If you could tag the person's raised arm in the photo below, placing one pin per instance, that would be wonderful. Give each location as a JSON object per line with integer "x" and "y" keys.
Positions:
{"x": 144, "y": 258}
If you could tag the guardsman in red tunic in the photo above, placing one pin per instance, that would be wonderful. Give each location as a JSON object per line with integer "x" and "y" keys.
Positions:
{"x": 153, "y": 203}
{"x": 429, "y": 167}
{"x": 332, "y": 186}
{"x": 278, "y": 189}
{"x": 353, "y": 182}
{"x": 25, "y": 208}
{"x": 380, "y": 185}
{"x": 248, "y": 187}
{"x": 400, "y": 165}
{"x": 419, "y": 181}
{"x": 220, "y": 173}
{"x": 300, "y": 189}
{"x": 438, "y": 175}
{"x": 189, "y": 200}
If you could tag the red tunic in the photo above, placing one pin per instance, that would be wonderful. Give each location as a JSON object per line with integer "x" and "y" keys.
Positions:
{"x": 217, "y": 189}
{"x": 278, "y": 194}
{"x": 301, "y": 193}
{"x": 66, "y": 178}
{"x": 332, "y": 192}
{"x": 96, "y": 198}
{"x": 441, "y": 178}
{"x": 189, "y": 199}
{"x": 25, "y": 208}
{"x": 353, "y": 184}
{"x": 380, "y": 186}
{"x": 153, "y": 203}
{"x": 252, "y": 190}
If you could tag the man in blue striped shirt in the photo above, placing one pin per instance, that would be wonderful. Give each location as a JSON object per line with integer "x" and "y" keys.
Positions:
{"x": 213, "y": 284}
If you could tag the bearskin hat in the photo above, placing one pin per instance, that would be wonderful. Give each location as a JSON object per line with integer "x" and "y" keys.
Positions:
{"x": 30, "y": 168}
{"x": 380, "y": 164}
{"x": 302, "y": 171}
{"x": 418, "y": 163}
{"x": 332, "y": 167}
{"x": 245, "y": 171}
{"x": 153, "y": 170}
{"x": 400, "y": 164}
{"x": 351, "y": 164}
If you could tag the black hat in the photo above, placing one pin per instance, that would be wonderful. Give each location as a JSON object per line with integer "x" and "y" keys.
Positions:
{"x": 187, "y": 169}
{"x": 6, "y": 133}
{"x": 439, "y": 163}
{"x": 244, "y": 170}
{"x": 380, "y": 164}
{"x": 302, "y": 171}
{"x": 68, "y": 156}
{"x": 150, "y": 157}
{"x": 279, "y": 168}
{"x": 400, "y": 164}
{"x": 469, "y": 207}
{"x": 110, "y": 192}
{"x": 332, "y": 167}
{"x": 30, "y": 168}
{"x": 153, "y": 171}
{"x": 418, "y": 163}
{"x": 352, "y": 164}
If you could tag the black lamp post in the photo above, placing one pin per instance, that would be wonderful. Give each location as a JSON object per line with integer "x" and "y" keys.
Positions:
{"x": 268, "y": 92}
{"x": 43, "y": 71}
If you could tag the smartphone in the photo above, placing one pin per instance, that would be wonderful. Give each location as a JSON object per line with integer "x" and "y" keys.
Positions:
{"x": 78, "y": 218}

◇ ◇ ◇

EXERCISE DIRECTIONS:
Wherever the word "black" appears in the listing above, copy the whole line.

RESPONSE TO THIS TASK:
If you could tag the black hat in the photo above, placing one pin per instance, that would be wonderful. Give each location as a JSON object per line with integer "x" and "y" keys.
If you could tag the black lamp post in the photo above, placing one pin per instance, that would be wonderful. Give each location as a JSON object per line with integer "x" and "y" keys.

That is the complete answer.